An exact copy of all the data is the expected answer.

=== Section Start ===

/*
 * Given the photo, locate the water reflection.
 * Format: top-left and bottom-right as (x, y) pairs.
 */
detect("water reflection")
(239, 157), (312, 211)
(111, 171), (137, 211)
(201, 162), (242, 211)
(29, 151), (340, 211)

=== Section End ===

▶ **Exercise response**:
/*
 * Given the photo, locate the water reflection.
 * Format: top-left and bottom-right as (x, y) pairs.
 */
detect("water reflection")
(239, 157), (312, 211)
(111, 171), (137, 211)
(201, 162), (242, 211)
(29, 151), (340, 211)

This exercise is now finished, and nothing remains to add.